— Goal —
Locate each line in the material below that contains the word "target", and copy those lines out.

[Entries for labeling object positions]
⁂
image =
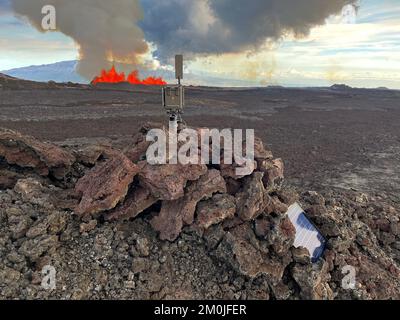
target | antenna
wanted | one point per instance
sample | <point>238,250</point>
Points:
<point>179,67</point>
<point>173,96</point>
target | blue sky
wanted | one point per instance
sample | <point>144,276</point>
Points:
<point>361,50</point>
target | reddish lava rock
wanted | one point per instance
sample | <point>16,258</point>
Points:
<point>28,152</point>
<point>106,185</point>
⁂
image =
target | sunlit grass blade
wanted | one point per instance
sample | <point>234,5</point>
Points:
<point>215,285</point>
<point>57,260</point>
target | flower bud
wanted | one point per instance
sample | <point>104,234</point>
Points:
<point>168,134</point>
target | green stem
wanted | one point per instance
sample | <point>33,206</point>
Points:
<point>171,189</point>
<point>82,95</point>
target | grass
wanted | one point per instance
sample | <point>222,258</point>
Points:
⁂
— Result for this task —
target | antenna
target | blue sky
target | reddish lava rock
target | sunlit grass blade
target | flower bud
target | green stem
target | grass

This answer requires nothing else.